**PROBLEM 1:**
The extract on h-BN free-cutting stainless steel names "other advantages" of this steel besides improved machinability. List each of those advantages as the extract states it.
**PROBLEM 2:**
Write the next part of the extract on h-BN free-cutting stainless steel, starting after its final sentence.

One of the authors recently found that h-BN inclusions are precipitated in high-chromium ferritic heat-resistant steels for thermal power plants with addition of boron and nitrogen for the purpose of creep property improvement. Another finding was that these h-BN inclusions are re-dissolved during heat treatment at a temperature in excess of 1523 K, and re-precipitated during subsequent annealing treatment.16) On the basis of these findings, the authors have successfully developed an h-BN free-cutting SUS304 base austenitic stainless steel.17) A commercial SUS304 austenitic stainless steel and a predetermined amount of commercial ferroboron were melted under reduced pressure of a nitrogen atmosphere to produce SUS304 base steels containing up to 160 ppm (0.016 mass%) B and approximately 0.2 mass% N. After h-BN dissolution heat treatment at 1523 K followed by h-BN re-precipitation heat treatment at 1323 K, spherical h-BN particles with a diameter of 1 to 5 μm were homogeneously precipitated in the stainless steel matrix. This h-BN free-cutting austenitic stainless steel was found to have improved machinability, including a 20% reduction in cutting force during high-speed lathe turning (cutting speeds of 100 m/min and higher).17) Furthermore, this h-BN free-cutting austenitic stainless steel exhibits other advantages, such as weak anisotropy of mechanical properties due to the spherical shape of the h-BN particles, high corrosion resistance equivalent to that of SUS304 and superior to that of sulfur free-cutting steel (SUS303), and the availability of existing stainless steel production lines that use similar manufacturing processes.17)

(Coordinate labeling data)
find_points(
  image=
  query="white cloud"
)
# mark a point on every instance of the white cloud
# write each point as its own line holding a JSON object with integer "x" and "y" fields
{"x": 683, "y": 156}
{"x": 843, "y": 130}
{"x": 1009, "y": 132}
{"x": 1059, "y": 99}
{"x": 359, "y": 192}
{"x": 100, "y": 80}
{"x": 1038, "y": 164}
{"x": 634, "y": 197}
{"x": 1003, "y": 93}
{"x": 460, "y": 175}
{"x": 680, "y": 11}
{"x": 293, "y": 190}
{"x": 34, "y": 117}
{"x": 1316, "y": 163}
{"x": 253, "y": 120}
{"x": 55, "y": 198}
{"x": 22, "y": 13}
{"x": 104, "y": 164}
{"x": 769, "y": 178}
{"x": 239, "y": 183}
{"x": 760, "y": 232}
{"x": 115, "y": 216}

**WRITTEN ANSWER 1:**
- Weak anisotropy of mechanical properties due to the spherical shape of the h-BN particles
- High corrosion resistance equivalent to that of SUS304 and superior to that of sulfur free-cutting steel (SUS303)
- The availability of existing stainless steel production lines that use similar manufacturing processes

**WRITTEN ANSWER 2:**
As with other free-cutting steels, there are many possible mechanisms for the improved machinability of h-BN free-cutting austenitic stainless steel, such as embrittlement, internal lubrication, suppressed adhesion of the chip to the tool surface, and reduced tool wear; however, the details are still unknown. Figure 1 shows a schematic diagram of lathe turning. Here, the cross section at the center region of the chip is shown as the pseudo-orthogonal cutting model. The following parameters are thought to be affected by the precipitation of h-BN particles: (1) deformation resistance in the chip shear region; (2) shear angle of chip; (3) friction force between the tool and the chip; (4) adhesion of the chip to the tool surface; (5) deformation resistance at the deformation flow layer near the back surface of the chip, which is formed to cancel the difference in flow speed within chips; and (6) breakability of chips (chip disposability). It is important to understand how the h-BN particle precipitation affects these six parameters when investigating the mechanisms for improved machinability. In addition, because the machinability of a material depends on the machining method, it is also useful to evaluate the effects of h-BN particle precipitation when using machining methods other than turning. Therefore, this study targets the effects of h-BN particle precipitation on the machinability of h-BN free-cutting austenitic stainless steels. In particular, cutting force, chip disposability, and tool wear are evaluated, mostly with respect to the machining method of turning, but also with respect to drilling and sawing. Finally, the mechanism of improved machinability is discussed.
Schematic diagram of orthogonal cutting by lathe turning. ϕ: Shear angle of chip. L: Tool-chip contact length. Fμ: Width of deformation flow layer. F1: Principal force. F2: Feed force. F3: Thrust force.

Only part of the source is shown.